Document text:
»»

However, because the Internet is a decentralized, fast-motion environment, classical brand-building is more complex in hypertext. Many of the common branding exercises routinely launched via 'traditional' media are based on affective, visceral messages overcoded with emotionally/psychologically charged substance. When Microsoft buys the advertising rights to a Rolling Stones song, they are targeting the gut and reflex level of a target demographic. However, you may have noticed that they don't play this song on their website.

That's because affective is not necessarily effective on the Web. Flash intros are among the newest means to visually brand in a text-based environment. Some e-businesses include sound files. Others wait for developments in broadband so they can hit you with broadcast strength impressions. Well designed banners can brand, and there are many banner advertising campaigns that brand successfully, though in many cases they have not proven to be a cost-effective means of Internet positioning.

The point of branding is to develop a differentiated business identity through instinctively memorable messages that associate a consumer need/desire with you or your product. Top-of-mind awareness means the displacement of other competing ideas, or better yet, the translation of a novel, innovative benefit into a unique message that stands sharply alone.

A big part of branding deals with psychology, reflex, and memory. Hence the importance of sensory-driven branding. But another big part of branding deals with rationally communicating a message that speaks to consumer needs and/or sells a desired online experience. Instead of brand building through mere image, online branding should focus on concentrated product differentiation - using value-boosting content.

««

Material provided:
»»

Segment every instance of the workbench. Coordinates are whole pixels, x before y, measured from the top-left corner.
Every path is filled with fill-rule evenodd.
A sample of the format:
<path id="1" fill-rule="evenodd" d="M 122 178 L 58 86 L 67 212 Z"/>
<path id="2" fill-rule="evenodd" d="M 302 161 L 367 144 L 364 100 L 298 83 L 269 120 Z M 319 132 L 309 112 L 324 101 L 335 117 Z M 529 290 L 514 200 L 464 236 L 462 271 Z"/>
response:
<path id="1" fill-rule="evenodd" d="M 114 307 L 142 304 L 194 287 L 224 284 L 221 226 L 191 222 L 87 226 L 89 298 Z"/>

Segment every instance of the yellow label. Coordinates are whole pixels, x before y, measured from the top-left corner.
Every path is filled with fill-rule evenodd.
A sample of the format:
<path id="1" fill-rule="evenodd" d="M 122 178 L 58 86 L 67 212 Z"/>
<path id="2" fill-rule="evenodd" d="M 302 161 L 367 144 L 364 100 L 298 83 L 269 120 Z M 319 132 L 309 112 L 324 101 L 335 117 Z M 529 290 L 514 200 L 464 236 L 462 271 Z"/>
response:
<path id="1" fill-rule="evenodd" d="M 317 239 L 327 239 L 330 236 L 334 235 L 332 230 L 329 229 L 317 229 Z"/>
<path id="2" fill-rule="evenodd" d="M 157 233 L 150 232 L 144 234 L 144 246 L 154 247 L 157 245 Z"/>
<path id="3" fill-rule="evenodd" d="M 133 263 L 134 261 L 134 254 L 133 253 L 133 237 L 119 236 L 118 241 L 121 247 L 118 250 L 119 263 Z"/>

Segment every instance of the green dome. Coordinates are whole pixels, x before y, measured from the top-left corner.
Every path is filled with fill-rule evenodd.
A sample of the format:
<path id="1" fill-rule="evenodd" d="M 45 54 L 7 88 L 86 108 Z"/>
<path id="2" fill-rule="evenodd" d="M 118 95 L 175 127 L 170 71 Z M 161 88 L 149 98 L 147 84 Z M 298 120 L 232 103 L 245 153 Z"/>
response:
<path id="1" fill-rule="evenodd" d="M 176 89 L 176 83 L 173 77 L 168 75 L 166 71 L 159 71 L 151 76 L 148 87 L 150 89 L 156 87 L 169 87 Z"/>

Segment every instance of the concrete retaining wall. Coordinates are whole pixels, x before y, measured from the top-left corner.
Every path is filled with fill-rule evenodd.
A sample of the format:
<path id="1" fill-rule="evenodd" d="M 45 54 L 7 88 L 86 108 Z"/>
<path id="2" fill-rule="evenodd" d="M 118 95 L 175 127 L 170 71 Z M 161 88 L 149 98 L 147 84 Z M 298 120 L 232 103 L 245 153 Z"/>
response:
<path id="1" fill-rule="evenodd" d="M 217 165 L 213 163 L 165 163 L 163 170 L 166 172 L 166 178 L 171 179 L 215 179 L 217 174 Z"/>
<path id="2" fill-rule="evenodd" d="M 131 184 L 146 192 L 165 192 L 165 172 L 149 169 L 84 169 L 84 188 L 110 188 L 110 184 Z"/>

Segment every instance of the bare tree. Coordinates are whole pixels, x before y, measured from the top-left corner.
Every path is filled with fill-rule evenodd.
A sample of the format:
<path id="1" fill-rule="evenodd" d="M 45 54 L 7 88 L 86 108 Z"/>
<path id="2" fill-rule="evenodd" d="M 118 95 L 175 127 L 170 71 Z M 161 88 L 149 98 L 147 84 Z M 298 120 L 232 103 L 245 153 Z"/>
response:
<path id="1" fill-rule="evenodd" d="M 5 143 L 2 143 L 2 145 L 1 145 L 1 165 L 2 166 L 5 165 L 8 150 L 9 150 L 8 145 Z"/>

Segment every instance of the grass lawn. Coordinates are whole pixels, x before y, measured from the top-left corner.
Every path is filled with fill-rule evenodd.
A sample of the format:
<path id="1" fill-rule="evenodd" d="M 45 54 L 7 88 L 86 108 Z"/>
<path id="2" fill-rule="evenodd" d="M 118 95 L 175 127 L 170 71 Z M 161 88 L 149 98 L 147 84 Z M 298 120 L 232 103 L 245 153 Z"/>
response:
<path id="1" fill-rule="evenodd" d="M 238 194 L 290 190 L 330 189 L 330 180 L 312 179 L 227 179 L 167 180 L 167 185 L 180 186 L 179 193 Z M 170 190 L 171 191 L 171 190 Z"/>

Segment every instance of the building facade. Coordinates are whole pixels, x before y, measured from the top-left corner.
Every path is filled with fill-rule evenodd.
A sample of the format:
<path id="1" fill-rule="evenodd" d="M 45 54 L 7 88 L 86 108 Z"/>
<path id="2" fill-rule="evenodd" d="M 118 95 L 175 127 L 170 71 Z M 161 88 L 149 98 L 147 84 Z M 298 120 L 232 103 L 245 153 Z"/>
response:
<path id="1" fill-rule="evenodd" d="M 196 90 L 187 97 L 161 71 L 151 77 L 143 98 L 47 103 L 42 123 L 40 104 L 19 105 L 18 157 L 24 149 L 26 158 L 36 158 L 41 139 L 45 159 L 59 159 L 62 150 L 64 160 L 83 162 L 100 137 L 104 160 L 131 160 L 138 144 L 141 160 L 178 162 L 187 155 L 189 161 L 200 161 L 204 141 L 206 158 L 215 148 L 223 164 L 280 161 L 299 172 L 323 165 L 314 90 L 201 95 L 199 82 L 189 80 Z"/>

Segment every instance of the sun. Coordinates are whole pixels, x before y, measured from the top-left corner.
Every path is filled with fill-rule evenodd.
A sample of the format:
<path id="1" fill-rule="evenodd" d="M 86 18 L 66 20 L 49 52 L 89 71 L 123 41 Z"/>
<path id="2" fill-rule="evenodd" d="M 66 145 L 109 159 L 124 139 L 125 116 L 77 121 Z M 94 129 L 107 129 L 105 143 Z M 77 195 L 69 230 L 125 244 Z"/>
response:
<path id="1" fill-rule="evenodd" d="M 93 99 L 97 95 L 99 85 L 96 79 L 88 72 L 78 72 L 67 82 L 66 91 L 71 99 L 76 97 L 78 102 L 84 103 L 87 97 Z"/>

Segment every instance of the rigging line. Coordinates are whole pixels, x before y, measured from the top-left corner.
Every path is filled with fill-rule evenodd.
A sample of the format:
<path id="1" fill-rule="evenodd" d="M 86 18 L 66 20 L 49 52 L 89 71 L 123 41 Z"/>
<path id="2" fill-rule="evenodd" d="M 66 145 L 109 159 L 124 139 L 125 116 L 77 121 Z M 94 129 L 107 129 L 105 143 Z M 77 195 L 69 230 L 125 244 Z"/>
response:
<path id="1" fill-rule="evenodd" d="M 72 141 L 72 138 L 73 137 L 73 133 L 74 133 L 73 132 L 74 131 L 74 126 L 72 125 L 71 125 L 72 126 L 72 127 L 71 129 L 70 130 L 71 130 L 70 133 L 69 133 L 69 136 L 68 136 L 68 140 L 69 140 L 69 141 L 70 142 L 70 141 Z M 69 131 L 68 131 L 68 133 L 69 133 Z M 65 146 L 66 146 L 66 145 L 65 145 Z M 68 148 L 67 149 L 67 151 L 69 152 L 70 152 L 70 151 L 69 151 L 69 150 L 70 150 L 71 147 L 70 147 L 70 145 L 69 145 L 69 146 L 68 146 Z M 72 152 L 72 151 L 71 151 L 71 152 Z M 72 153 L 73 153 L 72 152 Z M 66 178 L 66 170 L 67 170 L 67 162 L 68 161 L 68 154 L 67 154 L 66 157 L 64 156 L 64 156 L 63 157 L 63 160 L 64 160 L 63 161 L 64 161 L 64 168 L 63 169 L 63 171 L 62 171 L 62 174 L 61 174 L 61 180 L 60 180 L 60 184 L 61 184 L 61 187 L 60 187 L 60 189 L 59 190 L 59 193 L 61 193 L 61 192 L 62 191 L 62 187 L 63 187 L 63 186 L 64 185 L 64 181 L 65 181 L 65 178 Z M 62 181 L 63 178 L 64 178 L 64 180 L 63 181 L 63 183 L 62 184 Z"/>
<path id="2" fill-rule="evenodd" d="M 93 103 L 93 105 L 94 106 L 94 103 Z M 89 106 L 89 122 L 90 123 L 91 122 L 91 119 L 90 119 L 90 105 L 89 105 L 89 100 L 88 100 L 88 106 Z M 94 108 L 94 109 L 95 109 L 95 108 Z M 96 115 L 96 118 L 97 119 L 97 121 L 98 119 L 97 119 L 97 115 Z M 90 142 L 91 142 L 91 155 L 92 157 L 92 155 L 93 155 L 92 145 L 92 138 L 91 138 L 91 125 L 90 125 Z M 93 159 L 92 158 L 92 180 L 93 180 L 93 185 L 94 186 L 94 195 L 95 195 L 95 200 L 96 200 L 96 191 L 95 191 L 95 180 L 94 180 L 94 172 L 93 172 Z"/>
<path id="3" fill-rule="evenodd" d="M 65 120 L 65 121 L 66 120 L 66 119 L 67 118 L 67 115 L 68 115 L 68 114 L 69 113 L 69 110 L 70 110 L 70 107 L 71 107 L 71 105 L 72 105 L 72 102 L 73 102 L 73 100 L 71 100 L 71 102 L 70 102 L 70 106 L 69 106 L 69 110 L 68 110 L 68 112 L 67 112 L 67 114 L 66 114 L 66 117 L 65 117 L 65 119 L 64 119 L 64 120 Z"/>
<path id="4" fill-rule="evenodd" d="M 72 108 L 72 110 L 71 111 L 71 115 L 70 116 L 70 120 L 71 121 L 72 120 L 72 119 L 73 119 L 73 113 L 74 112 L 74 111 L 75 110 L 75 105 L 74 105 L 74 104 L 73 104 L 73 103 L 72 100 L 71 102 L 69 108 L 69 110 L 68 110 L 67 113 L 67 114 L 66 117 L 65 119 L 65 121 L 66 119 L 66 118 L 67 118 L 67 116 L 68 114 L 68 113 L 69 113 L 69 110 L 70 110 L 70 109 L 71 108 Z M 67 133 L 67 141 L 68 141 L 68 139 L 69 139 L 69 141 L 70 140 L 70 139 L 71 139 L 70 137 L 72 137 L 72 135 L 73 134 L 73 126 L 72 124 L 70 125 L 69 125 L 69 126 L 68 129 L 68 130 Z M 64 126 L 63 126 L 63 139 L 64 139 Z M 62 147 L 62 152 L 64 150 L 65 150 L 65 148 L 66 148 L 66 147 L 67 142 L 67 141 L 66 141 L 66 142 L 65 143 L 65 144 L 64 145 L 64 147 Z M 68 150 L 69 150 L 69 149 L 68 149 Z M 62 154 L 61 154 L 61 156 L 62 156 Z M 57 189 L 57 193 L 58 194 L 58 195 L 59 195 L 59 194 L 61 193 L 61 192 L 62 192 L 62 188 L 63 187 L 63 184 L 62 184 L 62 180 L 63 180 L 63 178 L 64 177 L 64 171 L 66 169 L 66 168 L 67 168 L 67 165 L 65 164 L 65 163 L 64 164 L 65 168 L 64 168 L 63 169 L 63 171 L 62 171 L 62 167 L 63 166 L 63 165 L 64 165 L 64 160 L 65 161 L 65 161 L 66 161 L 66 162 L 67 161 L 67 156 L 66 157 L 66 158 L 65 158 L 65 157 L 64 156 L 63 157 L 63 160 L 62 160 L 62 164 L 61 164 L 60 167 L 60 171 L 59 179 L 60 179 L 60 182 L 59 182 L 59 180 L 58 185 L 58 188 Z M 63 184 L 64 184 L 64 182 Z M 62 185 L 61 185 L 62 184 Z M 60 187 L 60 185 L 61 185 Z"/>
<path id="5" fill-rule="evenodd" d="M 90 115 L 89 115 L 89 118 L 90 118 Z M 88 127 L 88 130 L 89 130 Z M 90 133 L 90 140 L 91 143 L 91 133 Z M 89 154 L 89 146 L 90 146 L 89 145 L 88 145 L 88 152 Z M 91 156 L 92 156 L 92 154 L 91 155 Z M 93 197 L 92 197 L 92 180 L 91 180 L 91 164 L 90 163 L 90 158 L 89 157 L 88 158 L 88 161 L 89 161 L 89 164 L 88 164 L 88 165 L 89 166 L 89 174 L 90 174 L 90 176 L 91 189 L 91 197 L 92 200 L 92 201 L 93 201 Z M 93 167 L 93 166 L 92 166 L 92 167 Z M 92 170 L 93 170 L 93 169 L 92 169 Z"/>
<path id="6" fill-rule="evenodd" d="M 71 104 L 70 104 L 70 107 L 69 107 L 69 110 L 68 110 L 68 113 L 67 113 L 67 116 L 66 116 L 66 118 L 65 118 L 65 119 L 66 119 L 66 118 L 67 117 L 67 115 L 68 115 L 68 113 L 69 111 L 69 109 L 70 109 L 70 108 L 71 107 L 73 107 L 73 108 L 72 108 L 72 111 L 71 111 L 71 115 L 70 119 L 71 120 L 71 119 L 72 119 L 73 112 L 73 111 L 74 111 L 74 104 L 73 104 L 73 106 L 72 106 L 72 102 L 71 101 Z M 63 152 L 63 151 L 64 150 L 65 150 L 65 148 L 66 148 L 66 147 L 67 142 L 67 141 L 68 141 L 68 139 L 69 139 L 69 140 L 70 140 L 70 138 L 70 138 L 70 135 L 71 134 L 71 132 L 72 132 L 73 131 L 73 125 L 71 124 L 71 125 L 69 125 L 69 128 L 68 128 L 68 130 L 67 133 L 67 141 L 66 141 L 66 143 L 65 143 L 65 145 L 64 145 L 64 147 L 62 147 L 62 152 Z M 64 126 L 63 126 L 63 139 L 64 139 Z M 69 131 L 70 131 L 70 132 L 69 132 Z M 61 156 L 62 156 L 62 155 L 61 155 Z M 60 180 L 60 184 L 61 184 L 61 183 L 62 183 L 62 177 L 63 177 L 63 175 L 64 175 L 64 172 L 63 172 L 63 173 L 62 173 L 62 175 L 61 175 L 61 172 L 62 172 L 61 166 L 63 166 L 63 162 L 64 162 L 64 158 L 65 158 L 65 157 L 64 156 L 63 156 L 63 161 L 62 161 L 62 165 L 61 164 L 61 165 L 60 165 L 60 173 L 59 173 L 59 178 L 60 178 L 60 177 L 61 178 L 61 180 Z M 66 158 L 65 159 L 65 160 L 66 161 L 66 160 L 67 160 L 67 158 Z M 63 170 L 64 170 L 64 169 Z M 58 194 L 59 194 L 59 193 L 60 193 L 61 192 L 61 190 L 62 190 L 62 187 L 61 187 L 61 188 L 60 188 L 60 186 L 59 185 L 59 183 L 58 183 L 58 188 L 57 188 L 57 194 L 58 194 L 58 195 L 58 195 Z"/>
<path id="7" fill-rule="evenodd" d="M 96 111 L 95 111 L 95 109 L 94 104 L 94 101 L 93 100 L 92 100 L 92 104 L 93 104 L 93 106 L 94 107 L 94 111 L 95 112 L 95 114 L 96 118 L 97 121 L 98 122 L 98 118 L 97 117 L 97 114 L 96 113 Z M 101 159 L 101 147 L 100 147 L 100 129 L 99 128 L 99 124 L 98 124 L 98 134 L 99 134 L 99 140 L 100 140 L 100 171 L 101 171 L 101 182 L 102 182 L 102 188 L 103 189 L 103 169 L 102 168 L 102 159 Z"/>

««

Questions to answer:
A. Do these statements agree with the online branding text? (i) Microsoft plays the Rolling Stones song on its website. (ii) Flash intros are among the newest means to visually brand in a text-based environment. (iii) Banner advertising campaigns have always proven a cost-effective means of Internet positioning. Answer each with yes or no and quote the words of the text that decide it.
B. Rewrite the part of the online branding text starting with "A big part of" and going on through "using value-boosting content.", replacing "memory" with "recall".
C. According to the online branding text, what does top-of-mind awareness mean?

List of solutions:
A.
(i) No: "they don't play this song on their website."
(ii) Yes: "Flash intros are among the newest means to visually brand in a text-based environment."
(iii) No: "in many cases they have not proven to be a cost-effective means of Internet positioning."

B.
A big part of branding deals with psychology, reflex, and recall. Hence the importance of sensory-driven branding. But another big part of branding deals with rationally communicating a message that speaks to consumer needs and/or sells a desired online experience. Instead of brand building through mere image, online branding should focus on concentrated product differentiation - using value-boosting content.

C. It means the displacement of other competing ideas, or better yet, the translation of a novel, innovative benefit into a unique message that stands sharply alone.